■ SELECTED EXTRACT ■
[Start of section]

The recent bloodletting inside National and their deep and bitterly divided factions saw Chris Bishop unceremoniously dumped as campaign chair and replaced with Simeon Brown, who if nothing else has made politics the blood sport that it has become in recent years.

And immediately the bulldust started flying.

There’s a sure bet in politics when the ruling party is failing and failing badly and that is crank out the law and order argument.

No one is for less law and order, so it's easy to run a campaign on it and say that the other guys are 'soft on crime'.

It’s on the Political Loser’s Handbook, Chapter 1 Page 1.

During the last election campaign, National and ACT turned up at crime scenes and stood in the still fresh blood of victims and blamed Labour for the crimes.

Penalties handed down by judges that were deemed insufficient –- all Labour’s fault.

Once violent crime became a sound byte, National and Act called for the police minister to be sacked or worse.

They never let up on the government being responsible for all crime until, well, until they were the Government and it was their problem.

[End of section]

■ DATA PROVIDED ■
[Start of section]

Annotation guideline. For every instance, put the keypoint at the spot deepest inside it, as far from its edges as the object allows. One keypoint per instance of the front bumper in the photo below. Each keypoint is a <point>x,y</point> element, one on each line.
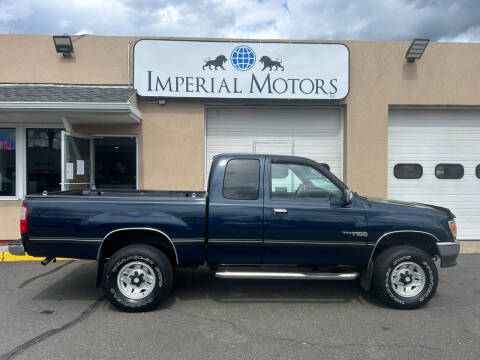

[End of section]

■ TASK STATEMENT ■
In the commentary on National's campaign, who replaced Chris Bishop as campaign chair? Rely only on the commentary on National's campaign.

■ TASK OUTPUT ■
Simeon Brown.